> [Task]
Restate every line of the material that follows, word for word.

::::::::::

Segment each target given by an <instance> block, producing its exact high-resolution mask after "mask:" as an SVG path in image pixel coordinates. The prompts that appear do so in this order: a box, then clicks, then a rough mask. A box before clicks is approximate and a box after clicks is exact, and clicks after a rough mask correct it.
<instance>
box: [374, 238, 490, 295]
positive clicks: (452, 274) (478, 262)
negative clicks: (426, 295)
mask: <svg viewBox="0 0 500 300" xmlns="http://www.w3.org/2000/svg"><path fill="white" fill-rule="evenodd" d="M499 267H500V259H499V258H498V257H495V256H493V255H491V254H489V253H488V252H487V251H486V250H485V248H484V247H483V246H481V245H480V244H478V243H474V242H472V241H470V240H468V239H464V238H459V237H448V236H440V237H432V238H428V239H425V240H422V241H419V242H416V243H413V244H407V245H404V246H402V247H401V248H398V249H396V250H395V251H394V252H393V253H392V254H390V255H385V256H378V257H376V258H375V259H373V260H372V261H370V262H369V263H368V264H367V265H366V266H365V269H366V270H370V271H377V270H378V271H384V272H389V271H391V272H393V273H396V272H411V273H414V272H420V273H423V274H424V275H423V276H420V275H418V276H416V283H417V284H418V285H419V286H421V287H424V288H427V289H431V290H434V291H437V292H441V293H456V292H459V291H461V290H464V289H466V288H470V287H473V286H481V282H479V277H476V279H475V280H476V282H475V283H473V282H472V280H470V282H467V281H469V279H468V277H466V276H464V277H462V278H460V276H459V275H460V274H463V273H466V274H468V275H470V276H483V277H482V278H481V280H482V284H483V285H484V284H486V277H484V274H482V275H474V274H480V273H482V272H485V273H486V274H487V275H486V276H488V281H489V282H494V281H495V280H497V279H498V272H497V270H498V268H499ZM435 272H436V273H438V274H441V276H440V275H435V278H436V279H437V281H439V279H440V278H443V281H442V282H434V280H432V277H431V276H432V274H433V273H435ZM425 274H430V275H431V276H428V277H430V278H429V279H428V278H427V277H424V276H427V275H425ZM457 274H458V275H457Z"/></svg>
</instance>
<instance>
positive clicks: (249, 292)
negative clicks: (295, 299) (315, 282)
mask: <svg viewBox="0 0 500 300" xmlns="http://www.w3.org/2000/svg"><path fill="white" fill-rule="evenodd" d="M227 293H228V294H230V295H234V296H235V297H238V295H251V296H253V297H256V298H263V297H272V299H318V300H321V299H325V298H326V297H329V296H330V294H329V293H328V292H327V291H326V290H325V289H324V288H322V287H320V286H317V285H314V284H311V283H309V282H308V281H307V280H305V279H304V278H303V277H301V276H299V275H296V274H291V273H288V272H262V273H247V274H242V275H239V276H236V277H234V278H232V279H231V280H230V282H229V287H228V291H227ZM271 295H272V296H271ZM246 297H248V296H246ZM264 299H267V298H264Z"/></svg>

::::::::::

> [Response box]
Segment each target given by an <instance> block, producing its exact high-resolution mask after "mask:" as an SVG path in image pixel coordinates. The prompts that appear do so in this order: a box, then clicks, then a rough mask. A box before clicks is approximate and a box after clicks is exact, and clicks after a rough mask correct it.
<instance>
box: [374, 238, 490, 295]
positive clicks: (452, 274) (478, 262)
negative clicks: (426, 295)
mask: <svg viewBox="0 0 500 300" xmlns="http://www.w3.org/2000/svg"><path fill="white" fill-rule="evenodd" d="M499 267H500V259H499V258H498V257H495V256H493V255H491V254H489V253H488V252H487V251H486V250H485V248H484V247H483V246H481V245H480V244H478V243H474V242H472V241H470V240H468V239H464V238H459V237H448V236H440V237H432V238H428V239H425V240H422V241H419V242H416V243H413V244H407V245H404V246H402V247H401V248H398V249H396V250H395V251H394V252H393V253H392V254H390V255H385V256H378V257H376V258H375V259H373V260H372V261H370V262H369V263H368V264H367V265H366V266H365V269H366V270H370V271H377V270H378V271H384V272H389V271H391V272H393V273H396V272H411V273H414V272H420V273H423V274H424V275H423V276H420V275H418V276H416V283H417V284H418V285H419V286H421V287H424V288H427V289H431V290H434V291H437V292H441V293H456V292H459V291H461V290H464V289H466V288H470V287H473V286H481V282H479V277H476V279H475V280H476V282H475V283H473V282H472V280H470V282H467V281H469V279H468V277H466V276H464V277H462V278H460V276H459V275H460V274H463V273H466V274H468V275H470V276H483V277H482V278H481V280H482V284H483V285H484V284H486V277H484V274H482V275H474V274H480V273H482V272H485V273H486V274H487V275H486V276H488V281H489V282H494V281H495V280H497V279H498V272H497V270H498V268H499ZM435 272H436V273H438V274H441V276H440V275H435V278H436V279H437V281H439V279H440V278H443V281H442V282H434V280H432V277H431V276H432V274H433V273H435ZM425 274H430V275H431V276H428V277H430V278H429V279H428V278H427V277H424V276H427V275H425ZM457 274H458V275H457Z"/></svg>
</instance>
<instance>
positive clicks: (249, 292)
negative clicks: (295, 299) (315, 282)
mask: <svg viewBox="0 0 500 300" xmlns="http://www.w3.org/2000/svg"><path fill="white" fill-rule="evenodd" d="M227 293H228V294H230V295H234V296H235V297H238V295H251V296H253V297H256V298H263V297H272V299H318V300H321V299H325V298H326V297H329V296H330V294H329V293H328V292H327V291H326V290H325V289H324V288H322V287H320V286H317V285H314V284H311V283H309V282H308V281H307V280H305V279H304V278H303V277H301V276H299V275H296V274H291V273H288V272H262V273H247V274H242V275H239V276H236V277H234V278H232V279H231V280H230V282H229V287H228V291H227ZM271 295H272V296H271ZM246 297H248V296H246ZM264 299H267V298H264Z"/></svg>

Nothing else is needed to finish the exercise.